• Problèmes à résoudre:
A – Dans l'extrait sur le livre SOIF, relevez tous les sentiments ou états que Jésus exprime, selon la phrase qui commence par « Il exprime ».
B – D'après l'extrait sur le livre SOIF, à quoi le titre fait-il référence ?
C – Reproduisez à l'identique, dans l'extrait sur le livre SOIF, le passage allant de « Le titre SOIF » jusqu'à « lui avait confiée. ».

• Extrait fourni:
Pour les protagonistes de Jérôme Attal, ce sont Superman , Winston Churchill.
Celui d'Amélie Nothomb est bien singulier, reconnaissons-le, puisqu'il s'agit de Jésus. Elle va se glisser dans son corps pour quelques jours et souffrir avec lui. Dans des interviews, elle confie avoir eu un intérêt précoce pour Dieu (dès 2ans) !

Voudrait-elle, se demandent certains, régler son compte avec Dieu ? L'écrivaine se justifie en affirmant que « c'est une erreur, une monstruosité ».

Les lecteurs du Pèlerin se souviennent sûrement du chemin de croix que l'écrivaine avait publié peu avant Noël. (1) Ces pages préfiguraient donc ce livre audacieux.
Pour elle « la Passion n'est pas un crime passionnel mais une exécution réfléchie ».
Le titre SOIF fait référence à l'antépénultième parole que l'on prête à Jésus ».

Le « Jésus d'Amélie Nothomb », digne d'une tragédie grecque, revient sur ses miracles et s'étonne de recevoir si peu de reconnaissance. On sourit à entendre cette femme qui trouve son enfant infernal depuis sa guérison ! Il s'interroge sur la mission que le père lui avait confiée.
Il exprime ses regrets, ses envies, ses doutes. On plonge dans ses pensées, non dénuées d'humour. Il ose manifester sa gratitude envers son père pour avoir inventé le corps et salue même son génie. Pourtant ce corps va devoir souffrir, endurer les pires sévices. Car la sentence est implacable. Et inéluctable. Il n'y a pas d'échappatoire.

• Données brutes:

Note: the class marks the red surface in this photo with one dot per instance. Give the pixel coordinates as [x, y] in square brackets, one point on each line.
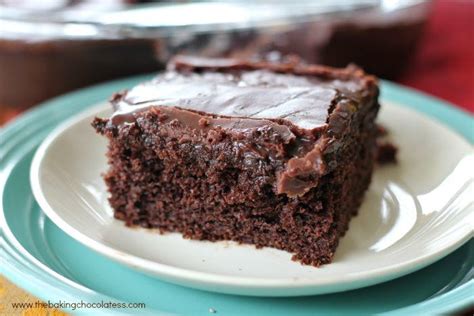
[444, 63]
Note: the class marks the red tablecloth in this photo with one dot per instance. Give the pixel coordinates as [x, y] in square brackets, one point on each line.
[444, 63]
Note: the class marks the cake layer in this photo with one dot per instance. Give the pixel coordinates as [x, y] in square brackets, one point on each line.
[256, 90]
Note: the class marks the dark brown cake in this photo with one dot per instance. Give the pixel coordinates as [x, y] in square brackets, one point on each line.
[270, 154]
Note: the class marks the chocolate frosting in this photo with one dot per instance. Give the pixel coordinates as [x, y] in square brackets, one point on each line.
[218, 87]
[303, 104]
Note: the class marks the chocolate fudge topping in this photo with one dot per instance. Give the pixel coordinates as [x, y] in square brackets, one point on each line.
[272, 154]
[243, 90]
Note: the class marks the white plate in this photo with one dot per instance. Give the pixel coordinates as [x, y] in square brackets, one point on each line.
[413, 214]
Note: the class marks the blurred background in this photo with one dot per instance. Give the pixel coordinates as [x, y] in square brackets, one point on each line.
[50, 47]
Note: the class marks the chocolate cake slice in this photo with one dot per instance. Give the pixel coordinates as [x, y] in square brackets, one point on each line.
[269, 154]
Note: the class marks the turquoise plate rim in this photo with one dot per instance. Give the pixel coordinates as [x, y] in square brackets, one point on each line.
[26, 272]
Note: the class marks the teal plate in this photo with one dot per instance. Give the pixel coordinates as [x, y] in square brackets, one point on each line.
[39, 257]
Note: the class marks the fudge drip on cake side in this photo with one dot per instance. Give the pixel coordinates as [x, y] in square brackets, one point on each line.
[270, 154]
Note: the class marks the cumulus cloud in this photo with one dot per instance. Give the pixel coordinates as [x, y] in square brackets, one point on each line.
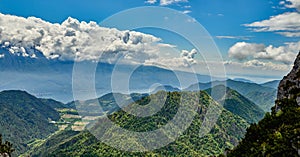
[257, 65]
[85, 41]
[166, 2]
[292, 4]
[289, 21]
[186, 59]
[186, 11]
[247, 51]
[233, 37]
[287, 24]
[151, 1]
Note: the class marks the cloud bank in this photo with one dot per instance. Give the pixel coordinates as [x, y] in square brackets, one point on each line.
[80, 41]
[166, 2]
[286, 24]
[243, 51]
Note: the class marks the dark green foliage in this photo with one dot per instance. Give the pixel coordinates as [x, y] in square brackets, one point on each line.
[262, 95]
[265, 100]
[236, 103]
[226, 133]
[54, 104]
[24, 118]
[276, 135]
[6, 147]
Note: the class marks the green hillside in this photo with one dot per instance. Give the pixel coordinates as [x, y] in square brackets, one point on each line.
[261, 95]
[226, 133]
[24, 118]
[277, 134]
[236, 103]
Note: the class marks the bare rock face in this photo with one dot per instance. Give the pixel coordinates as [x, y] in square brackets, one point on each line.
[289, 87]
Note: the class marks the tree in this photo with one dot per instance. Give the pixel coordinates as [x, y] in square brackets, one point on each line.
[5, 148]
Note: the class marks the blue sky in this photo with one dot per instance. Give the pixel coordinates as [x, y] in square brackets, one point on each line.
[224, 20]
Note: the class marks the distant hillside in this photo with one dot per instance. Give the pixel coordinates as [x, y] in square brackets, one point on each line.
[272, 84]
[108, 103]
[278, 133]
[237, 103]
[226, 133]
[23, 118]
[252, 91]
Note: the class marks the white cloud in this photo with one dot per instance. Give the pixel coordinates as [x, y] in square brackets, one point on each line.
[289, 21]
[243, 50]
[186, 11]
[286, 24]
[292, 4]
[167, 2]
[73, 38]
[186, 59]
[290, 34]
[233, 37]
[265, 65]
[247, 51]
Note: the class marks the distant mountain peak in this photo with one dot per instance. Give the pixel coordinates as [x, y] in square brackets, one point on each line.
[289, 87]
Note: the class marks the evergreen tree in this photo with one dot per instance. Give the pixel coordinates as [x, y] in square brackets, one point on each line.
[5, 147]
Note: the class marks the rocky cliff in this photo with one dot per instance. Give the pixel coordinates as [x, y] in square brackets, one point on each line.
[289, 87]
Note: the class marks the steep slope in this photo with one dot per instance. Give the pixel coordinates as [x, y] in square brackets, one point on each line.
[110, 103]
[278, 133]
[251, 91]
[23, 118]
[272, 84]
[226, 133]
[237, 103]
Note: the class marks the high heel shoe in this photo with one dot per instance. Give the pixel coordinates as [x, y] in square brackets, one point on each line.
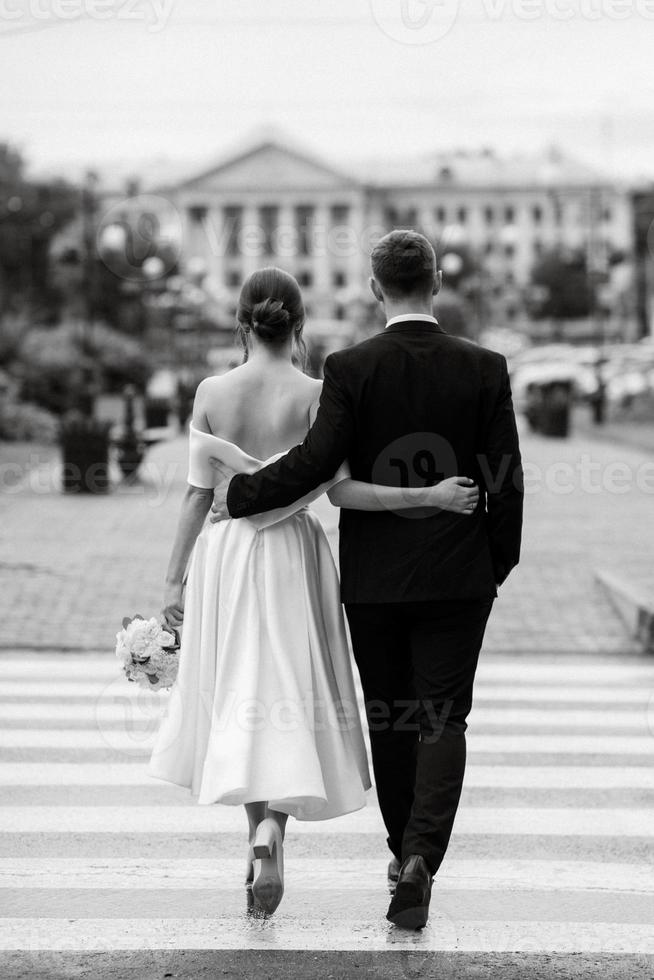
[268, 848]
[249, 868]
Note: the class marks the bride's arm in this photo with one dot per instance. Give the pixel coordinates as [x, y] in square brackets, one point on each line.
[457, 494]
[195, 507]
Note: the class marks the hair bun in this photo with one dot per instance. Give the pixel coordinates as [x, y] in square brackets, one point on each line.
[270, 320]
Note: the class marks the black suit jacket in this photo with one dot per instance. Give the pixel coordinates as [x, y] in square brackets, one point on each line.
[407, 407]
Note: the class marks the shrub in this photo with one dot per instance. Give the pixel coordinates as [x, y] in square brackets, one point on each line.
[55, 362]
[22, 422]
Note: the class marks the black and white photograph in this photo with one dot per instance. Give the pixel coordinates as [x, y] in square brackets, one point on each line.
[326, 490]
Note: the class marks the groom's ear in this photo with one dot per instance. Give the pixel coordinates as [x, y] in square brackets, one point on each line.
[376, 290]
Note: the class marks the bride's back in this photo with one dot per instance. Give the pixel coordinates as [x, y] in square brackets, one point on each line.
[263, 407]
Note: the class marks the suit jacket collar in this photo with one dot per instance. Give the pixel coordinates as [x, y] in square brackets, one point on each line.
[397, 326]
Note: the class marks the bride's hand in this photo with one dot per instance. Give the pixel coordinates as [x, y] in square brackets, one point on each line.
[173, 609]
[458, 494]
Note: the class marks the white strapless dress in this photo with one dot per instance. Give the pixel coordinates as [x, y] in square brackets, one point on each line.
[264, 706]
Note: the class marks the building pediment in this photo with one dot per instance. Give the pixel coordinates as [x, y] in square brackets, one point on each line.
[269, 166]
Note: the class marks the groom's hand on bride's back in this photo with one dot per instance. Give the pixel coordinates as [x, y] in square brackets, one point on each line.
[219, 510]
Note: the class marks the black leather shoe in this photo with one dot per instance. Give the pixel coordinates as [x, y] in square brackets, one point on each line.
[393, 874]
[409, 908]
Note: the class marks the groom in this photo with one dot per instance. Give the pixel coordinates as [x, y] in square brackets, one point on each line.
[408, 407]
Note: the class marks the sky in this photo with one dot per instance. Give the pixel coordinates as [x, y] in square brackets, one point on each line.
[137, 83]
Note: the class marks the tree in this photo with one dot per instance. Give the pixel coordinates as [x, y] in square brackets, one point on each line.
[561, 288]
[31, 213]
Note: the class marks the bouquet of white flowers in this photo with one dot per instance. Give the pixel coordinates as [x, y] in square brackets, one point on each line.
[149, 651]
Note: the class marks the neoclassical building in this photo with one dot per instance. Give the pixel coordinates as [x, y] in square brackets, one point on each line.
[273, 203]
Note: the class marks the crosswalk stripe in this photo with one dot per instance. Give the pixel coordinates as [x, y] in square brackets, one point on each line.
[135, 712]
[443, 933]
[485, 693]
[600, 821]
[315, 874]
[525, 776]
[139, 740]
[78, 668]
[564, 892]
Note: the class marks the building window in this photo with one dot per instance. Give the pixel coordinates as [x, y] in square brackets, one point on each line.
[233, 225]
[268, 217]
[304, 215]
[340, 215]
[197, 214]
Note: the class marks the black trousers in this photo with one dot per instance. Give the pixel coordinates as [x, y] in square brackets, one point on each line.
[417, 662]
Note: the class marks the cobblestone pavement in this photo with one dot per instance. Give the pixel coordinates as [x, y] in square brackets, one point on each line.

• Réponses aux tâches:
A – ses regrets, ses envies, ses doutes

B – À l'antépénultième parole que l'on prête à Jésus.

C –
Le titre SOIF fait référence à l'antépénultième parole que l'on prête à Jésus ».

Le « Jésus d'Amélie Nothomb », digne d'une tragédie grecque, revient sur ses miracles et s'étonne de recevoir si peu de reconnaissance. On sourit à entendre cette femme qui trouve son enfant infernal depuis sa guérison ! Il s'interroge sur la mission que le père lui avait confiée.